■ PROMPT: The word "concrete" may appear in some lines of the data; copy every such line.

(Photo-based referring expression data)
....................

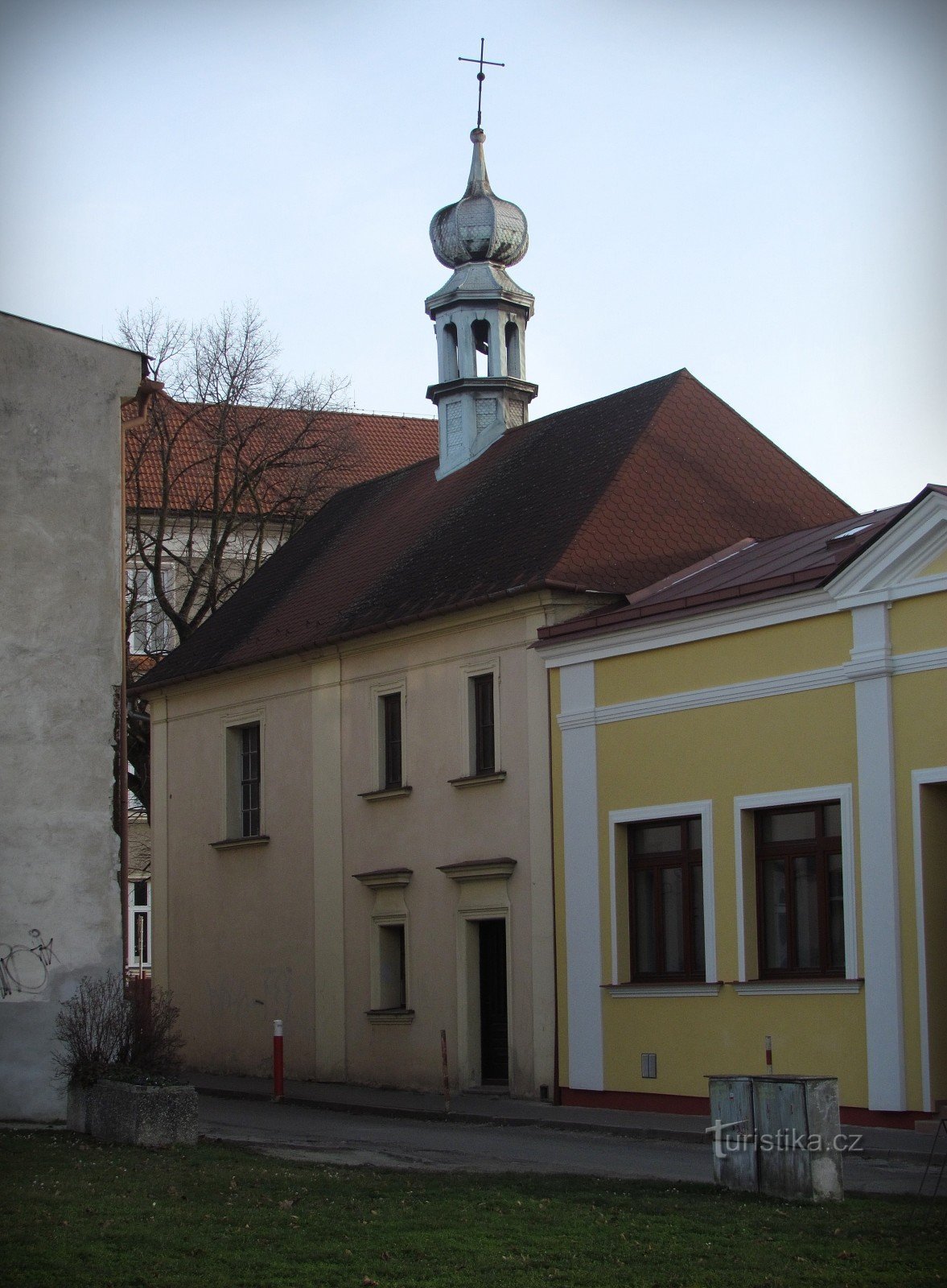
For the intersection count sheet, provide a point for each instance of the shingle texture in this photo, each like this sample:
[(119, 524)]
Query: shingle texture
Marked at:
[(354, 448), (609, 496), (747, 571)]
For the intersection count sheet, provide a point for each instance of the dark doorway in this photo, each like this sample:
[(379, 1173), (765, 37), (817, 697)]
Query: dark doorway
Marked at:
[(494, 1058)]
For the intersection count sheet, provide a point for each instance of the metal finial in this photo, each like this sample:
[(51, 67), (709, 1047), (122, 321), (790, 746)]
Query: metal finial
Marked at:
[(481, 77)]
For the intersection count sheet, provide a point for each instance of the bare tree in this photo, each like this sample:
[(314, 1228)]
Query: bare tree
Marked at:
[(224, 459)]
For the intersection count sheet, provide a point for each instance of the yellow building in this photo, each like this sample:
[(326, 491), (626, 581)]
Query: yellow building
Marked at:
[(751, 822)]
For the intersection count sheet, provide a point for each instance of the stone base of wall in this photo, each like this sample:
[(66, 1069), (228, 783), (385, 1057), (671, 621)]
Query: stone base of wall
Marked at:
[(128, 1114)]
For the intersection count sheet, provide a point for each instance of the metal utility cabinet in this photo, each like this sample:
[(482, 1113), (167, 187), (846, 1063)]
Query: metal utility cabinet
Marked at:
[(777, 1135)]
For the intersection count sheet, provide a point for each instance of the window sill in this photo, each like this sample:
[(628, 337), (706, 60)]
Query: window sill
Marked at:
[(390, 1015), (232, 843), (781, 987), (496, 776), (686, 989), (385, 794)]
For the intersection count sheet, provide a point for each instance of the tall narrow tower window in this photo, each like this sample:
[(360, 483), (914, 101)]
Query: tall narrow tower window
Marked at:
[(451, 369), (480, 328), (513, 336)]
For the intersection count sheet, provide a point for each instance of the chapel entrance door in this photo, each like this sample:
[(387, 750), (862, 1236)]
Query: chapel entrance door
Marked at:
[(494, 1049)]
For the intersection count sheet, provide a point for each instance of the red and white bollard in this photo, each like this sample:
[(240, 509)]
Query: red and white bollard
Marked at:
[(278, 1060)]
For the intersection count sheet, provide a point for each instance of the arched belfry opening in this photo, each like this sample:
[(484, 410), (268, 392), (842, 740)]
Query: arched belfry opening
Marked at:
[(480, 315), (513, 338), (480, 335), (452, 370)]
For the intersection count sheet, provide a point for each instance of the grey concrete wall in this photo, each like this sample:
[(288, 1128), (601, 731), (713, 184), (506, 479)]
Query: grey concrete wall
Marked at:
[(60, 660)]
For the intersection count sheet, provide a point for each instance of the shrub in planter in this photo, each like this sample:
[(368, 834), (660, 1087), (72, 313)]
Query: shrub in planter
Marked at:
[(120, 1054)]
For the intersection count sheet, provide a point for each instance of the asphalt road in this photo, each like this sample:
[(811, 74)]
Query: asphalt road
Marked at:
[(346, 1139)]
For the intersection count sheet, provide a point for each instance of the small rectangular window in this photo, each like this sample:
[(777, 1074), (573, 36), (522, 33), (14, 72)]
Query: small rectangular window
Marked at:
[(141, 924), (244, 781), (150, 631), (665, 894), (799, 905), (483, 712), (250, 781), (390, 719), (393, 993)]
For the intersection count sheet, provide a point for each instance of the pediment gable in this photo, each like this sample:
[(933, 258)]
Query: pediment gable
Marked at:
[(912, 553)]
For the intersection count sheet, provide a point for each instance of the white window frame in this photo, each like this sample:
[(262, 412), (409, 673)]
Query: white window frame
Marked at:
[(144, 963), (620, 818), (378, 924), (382, 689), (231, 794), (154, 620), (743, 805), (467, 728)]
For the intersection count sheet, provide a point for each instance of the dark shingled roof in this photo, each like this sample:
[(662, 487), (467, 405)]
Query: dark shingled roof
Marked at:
[(745, 572), (609, 496)]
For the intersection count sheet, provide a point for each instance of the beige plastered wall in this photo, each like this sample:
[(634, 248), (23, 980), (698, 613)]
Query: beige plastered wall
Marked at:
[(283, 929)]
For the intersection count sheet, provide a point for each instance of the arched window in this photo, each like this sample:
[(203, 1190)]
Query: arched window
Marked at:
[(449, 341), (480, 330), (513, 338)]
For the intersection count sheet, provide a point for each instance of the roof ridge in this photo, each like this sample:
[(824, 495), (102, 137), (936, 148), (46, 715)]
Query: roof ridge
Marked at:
[(620, 393)]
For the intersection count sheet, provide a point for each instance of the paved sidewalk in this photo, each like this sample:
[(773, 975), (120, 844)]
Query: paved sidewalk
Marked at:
[(878, 1143)]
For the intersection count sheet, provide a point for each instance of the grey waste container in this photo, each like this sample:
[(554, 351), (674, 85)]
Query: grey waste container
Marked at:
[(777, 1135)]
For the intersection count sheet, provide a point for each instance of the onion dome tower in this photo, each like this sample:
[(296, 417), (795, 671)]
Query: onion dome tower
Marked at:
[(480, 319)]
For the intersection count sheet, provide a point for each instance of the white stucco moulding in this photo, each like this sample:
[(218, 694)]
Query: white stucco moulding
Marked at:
[(920, 778), (582, 884)]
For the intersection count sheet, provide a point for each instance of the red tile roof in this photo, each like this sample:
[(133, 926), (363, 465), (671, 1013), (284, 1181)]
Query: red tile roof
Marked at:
[(356, 446), (607, 496), (744, 572)]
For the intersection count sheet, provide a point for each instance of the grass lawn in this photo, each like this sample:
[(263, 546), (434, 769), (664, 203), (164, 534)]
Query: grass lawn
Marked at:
[(75, 1212)]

....................

■ THE COMPLETED TASK:
For the intersection count sheet, provide a point for each instance of the grey concrete wall in this photo, each like this sample:
Query: grey concrete wall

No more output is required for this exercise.